Assignment:
Print each entry verbatim.

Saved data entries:

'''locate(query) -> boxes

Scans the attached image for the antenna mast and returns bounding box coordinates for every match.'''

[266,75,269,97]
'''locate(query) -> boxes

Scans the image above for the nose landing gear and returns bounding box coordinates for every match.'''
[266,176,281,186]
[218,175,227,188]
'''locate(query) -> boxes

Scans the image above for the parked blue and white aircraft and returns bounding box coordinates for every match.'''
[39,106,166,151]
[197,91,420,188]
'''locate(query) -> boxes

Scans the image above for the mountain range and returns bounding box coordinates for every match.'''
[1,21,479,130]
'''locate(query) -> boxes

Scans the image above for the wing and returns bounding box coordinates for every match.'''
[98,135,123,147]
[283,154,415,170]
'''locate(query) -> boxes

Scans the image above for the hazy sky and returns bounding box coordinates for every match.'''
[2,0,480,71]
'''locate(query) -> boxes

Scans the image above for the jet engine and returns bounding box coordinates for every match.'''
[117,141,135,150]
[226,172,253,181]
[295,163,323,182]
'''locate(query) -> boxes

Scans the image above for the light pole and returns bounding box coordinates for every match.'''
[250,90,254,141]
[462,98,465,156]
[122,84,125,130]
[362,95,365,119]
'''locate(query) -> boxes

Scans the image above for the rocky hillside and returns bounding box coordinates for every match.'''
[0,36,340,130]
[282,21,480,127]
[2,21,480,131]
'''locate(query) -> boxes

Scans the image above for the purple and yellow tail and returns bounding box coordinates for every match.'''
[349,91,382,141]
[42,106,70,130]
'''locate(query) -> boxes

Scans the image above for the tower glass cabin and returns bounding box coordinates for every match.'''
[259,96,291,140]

Result for this task:
'''locate(query) -> boxes

Scans the attached image for the antenna mast and returns bounding box coordinates for every match.'''

[266,75,269,97]
'''locate(query) -> boxes

Scans the image above for the nose landing gear and returns bounding box coordinates for every match.'''
[266,176,281,186]
[218,175,227,188]
'''locate(query) -> boxes

Scans the image above for the parked blue and white aircraft and returns bounding box coordinates for every match.'''
[39,106,166,151]
[197,91,420,188]
'''locate(query) -> boxes

Scans the image above for the mountain range and returns bounding box coordinates for every match.'''
[1,21,479,130]
'''locate(query) -> boxes

Scans the image above for the wing and returns bounding box coordinates for every match.'''
[98,135,123,147]
[283,154,415,170]
'''locate(query) -> boxes

Scans the image above for the hazy sky and returns bounding box coordinates for every match.'''
[2,0,480,71]
'''locate(query) -> boxes

Scans the image above for the jet engine and returns bounding box coordinates for every match.'''
[117,141,135,150]
[226,172,253,181]
[295,163,323,182]
'''locate(query) -> boxes

Scans the image above for the light pole and returns bounding box coordinates for every match.'''
[250,90,254,141]
[462,98,465,156]
[122,84,125,130]
[362,95,365,119]
'''locate(query) -> boxes

Scans the image above for the rocky hillside and returns bounding box coordinates for every match.'''
[0,36,340,130]
[282,21,480,127]
[2,21,480,131]
'''locate(query) -> boxes

Scans the image above for the purple and yellow tail and returns bounding box coordinates for every match.'''
[349,91,382,141]
[42,106,70,130]
'''locate(query) -> boxes

Scans the image above for the tower glass cabin and returns bounding box coordinates for every match.'''
[259,96,291,140]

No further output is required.